--- TEXT TO READ ---
MINISTER of National Security Wayne Munroe.
Photo: Donavan McIntosh/Tribune Staff
By LEANDRA ROLLE
Tribune Staff Reporter
WHILE noting that his ministry has embarked on an “aggressive” recruitment exercise to beef up manpower in the law enforcement community, National Security Minister Wayne Munroe said plans are underway to recruit even more people to several key agencies under his remit.
They include the Royal Bahamas Police Force, the Royal Bahamas Defence Force and the Bahamas Department of Correctional Services.
Mr Munroe did not say exactly how many people are being sought.
“We have been with the concurrence of the Minister of Finance, the Prime Minister, able to run an aggressive recruitment,” he told reporters on the sidelines of an opening ceremony for the law enforcement chaplaincy training yesterday.

--- REQUEST 1 ---
In the recruitment article, which agencies does the minister plan to recruit more people for?
--- REQUEST 2 ---
According to the recruitment article, what is the ministry's recruitment exercise meant to achieve, and whose agreement did Munroe say made it possible?
--- REQUEST 3 ---
Resume the recruitment article from its last sentence, keeping its news-report style.

--- STORED RECORDS ---
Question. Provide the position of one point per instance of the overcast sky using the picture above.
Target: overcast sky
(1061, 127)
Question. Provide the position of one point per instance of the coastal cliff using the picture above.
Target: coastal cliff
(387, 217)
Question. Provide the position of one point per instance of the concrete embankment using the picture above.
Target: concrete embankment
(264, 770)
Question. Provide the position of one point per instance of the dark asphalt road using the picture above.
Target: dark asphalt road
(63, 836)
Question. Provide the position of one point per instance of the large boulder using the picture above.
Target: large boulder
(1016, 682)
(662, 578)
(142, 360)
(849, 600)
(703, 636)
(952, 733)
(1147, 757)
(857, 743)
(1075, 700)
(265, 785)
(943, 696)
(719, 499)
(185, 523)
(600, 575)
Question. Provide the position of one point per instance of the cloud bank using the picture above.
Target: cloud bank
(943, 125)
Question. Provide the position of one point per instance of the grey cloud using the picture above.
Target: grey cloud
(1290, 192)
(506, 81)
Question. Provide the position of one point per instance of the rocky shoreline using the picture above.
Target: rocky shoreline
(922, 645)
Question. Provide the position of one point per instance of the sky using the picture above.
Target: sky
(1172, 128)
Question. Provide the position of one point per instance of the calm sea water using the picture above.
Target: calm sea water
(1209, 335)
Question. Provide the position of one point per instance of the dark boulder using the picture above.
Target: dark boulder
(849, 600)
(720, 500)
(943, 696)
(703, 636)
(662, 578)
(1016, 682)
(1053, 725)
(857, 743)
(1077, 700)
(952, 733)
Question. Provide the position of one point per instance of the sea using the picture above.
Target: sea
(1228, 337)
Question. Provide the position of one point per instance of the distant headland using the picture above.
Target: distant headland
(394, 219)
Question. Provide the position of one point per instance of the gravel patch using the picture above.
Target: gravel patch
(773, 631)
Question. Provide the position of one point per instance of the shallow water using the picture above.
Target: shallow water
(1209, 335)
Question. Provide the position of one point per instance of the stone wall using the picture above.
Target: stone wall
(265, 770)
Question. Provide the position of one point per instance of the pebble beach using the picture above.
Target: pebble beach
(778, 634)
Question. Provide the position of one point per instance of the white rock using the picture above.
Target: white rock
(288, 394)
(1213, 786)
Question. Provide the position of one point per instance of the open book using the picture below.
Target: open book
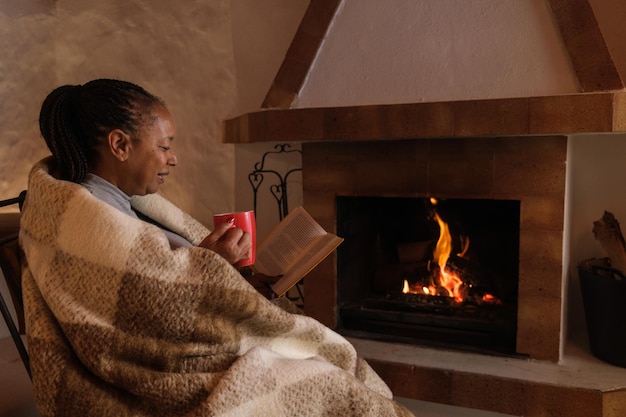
(293, 248)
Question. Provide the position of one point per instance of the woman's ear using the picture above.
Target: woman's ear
(119, 144)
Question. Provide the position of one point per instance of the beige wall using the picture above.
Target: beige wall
(440, 50)
(183, 52)
(213, 59)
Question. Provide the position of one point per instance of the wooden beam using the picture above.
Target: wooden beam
(301, 54)
(586, 45)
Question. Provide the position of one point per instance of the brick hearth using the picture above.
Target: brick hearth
(531, 170)
(494, 149)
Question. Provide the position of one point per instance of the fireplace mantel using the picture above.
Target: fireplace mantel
(603, 112)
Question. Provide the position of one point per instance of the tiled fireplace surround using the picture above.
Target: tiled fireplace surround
(498, 149)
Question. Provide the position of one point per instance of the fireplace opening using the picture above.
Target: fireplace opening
(427, 271)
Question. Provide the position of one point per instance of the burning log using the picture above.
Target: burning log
(607, 231)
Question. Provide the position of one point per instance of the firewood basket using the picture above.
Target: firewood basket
(604, 301)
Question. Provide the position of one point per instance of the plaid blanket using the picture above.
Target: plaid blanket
(119, 324)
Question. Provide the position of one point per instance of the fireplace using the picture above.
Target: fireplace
(437, 272)
(529, 171)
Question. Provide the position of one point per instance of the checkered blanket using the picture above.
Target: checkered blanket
(119, 324)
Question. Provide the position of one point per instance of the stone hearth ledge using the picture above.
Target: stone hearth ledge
(603, 112)
(578, 386)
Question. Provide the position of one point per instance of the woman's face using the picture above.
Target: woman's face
(151, 155)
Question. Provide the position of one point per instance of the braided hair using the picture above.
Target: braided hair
(74, 119)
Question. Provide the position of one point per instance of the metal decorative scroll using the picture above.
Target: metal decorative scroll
(279, 191)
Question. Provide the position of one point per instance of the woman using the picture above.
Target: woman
(134, 309)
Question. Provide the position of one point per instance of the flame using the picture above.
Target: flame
(406, 288)
(446, 279)
(450, 281)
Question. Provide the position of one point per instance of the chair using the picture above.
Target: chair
(10, 263)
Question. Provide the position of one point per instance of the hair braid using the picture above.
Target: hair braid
(75, 118)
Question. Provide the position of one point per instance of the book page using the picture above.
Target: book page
(316, 253)
(294, 247)
(286, 242)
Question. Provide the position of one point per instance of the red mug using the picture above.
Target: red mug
(244, 220)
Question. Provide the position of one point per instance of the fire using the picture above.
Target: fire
(445, 282)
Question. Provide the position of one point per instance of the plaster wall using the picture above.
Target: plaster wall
(182, 52)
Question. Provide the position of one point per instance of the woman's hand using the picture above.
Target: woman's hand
(232, 243)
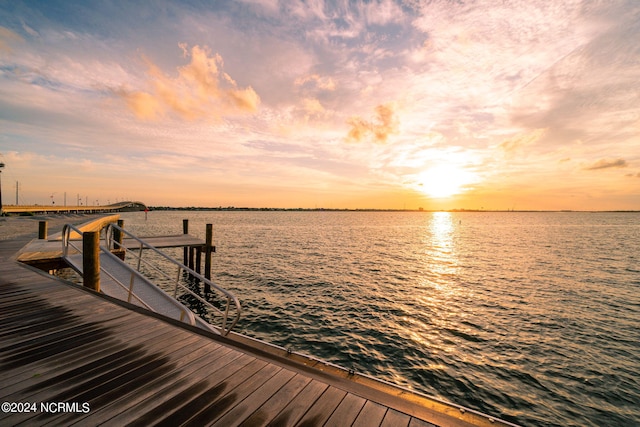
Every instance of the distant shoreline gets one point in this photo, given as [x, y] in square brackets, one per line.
[233, 208]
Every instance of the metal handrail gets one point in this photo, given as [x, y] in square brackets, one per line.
[232, 301]
[66, 242]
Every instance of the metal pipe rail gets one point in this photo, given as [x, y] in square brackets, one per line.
[232, 303]
[67, 242]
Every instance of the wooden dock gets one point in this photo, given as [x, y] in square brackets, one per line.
[83, 358]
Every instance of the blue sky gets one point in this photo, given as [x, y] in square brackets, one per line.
[381, 104]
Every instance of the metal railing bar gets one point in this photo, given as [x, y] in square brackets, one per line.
[231, 298]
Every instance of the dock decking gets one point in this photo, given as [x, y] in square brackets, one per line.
[112, 363]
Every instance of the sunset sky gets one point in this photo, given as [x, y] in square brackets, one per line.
[529, 104]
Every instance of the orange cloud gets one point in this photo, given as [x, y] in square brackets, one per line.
[324, 83]
[520, 141]
[201, 90]
[608, 164]
[385, 123]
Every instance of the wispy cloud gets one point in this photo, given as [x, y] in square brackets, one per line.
[384, 124]
[200, 90]
[7, 39]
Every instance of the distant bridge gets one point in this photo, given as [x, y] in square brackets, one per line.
[49, 209]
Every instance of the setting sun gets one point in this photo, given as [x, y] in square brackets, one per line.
[444, 181]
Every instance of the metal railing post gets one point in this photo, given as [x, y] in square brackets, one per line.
[91, 260]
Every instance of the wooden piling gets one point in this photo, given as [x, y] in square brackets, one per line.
[185, 230]
[118, 235]
[42, 230]
[91, 260]
[118, 250]
[208, 245]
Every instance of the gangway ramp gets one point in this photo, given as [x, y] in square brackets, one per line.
[121, 280]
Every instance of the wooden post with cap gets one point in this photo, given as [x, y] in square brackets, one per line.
[91, 260]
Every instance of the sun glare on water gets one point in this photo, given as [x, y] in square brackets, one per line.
[444, 181]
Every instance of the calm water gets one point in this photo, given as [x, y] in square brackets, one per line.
[531, 317]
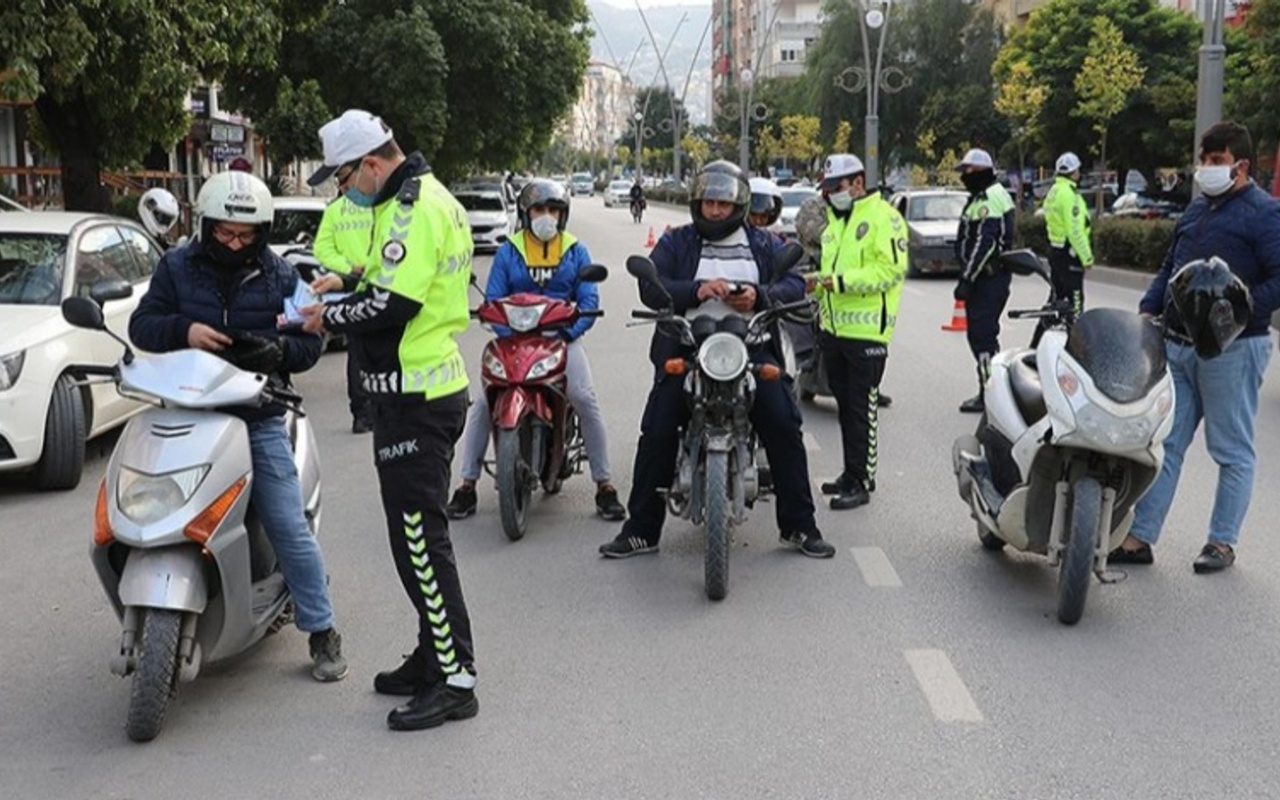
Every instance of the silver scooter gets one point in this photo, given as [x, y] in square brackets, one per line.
[177, 545]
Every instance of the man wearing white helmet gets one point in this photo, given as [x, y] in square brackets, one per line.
[223, 293]
[986, 231]
[1066, 216]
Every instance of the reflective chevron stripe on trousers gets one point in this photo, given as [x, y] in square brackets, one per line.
[412, 449]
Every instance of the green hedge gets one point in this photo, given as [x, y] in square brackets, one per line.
[1128, 243]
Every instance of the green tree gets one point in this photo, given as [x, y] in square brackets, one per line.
[109, 80]
[1110, 73]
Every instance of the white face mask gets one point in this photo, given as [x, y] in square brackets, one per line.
[544, 227]
[1215, 181]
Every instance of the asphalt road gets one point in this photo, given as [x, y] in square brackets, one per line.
[913, 664]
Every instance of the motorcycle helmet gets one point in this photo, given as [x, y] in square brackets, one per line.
[725, 182]
[1211, 305]
[234, 197]
[766, 199]
[540, 192]
[158, 209]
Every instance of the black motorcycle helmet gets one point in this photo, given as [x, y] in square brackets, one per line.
[1210, 304]
[540, 192]
[720, 181]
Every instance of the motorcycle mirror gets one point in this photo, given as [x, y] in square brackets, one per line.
[594, 273]
[1023, 263]
[110, 288]
[83, 312]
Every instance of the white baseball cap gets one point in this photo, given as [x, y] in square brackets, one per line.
[977, 158]
[840, 165]
[352, 136]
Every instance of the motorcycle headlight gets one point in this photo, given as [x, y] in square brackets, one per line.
[545, 365]
[722, 356]
[493, 365]
[10, 368]
[524, 318]
[147, 498]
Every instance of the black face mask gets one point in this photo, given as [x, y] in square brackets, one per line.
[978, 182]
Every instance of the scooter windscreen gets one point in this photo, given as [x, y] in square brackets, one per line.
[1121, 352]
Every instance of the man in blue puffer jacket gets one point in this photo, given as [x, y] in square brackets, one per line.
[223, 293]
[1237, 222]
[544, 259]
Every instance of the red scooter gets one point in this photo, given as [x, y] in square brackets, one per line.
[535, 430]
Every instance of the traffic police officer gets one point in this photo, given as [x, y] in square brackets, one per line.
[858, 287]
[408, 307]
[986, 231]
[1066, 216]
[342, 246]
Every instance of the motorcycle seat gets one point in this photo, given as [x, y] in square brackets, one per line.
[1028, 392]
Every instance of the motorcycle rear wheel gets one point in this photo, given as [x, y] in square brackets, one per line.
[155, 680]
[513, 487]
[1075, 571]
[718, 520]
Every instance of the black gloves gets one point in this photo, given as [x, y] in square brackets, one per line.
[254, 352]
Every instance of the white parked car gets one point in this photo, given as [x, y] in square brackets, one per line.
[618, 193]
[46, 256]
[490, 218]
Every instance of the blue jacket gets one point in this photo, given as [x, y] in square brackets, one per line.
[1242, 229]
[187, 288]
[677, 255]
[511, 274]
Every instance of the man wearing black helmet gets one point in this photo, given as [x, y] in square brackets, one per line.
[1235, 222]
[700, 266]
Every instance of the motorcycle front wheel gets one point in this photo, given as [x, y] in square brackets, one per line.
[155, 680]
[515, 489]
[1075, 571]
[718, 513]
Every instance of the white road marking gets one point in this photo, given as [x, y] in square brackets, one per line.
[877, 571]
[942, 686]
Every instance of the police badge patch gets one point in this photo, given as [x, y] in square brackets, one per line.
[393, 252]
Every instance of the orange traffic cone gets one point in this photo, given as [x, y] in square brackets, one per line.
[959, 319]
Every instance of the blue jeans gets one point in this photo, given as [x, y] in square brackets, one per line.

--- RIGHT ANSWER 1 ---
The Royal Bahamas Police Force, the Royal Bahamas Defence Force and the Bahamas Department of Correctional Services.

--- RIGHT ANSWER 2 ---
The exercise is meant to beef up manpower in the law enforcement community. Munroe said the ministry could run it with the concurrence of the Minister of Finance and the Prime Minister.

--- RIGHT ANSWER 3 ---
“Since taking the chair, we have recruited two squads into every law enforcement agency. Currently, the Royal Bahamas Defence Force is gearing up to recruit a squad. BDCS is gearing up to recruit a squad and the police are gearing up to recruit a squad. So, the recruitment continues in order to replace the manpower we lose by attrition and to make up for some of the deficiencies we met in place.”
Plans to beef up manpower in law enforcement comes as the nation continues to see an increase in homicides, with nearly 100 murders recorded so far for the year.
Yesterday, the minister commented on the rising murder count, saying the majority of the country’s homicides continue to be either gang or domestic related.
He said while officials are seeking to clamp down on gang related activities through increased saturation patrols, domestic issues can only be addressed socially.
“You would have seen at the swearing-in of the new commissioner, he spoke about the creation of a firearms task force. All the agencies have committed their membership to those,” he told reporters.
“The causes of homicides still continue to be either gang related for the bigger part or domestically related. The gang related is addressed through the uptake of the saturation patrols through the firearms unit and the domestic results, where people seem to get in arguments or can’t resolve the violence is a matter for us to socially address.”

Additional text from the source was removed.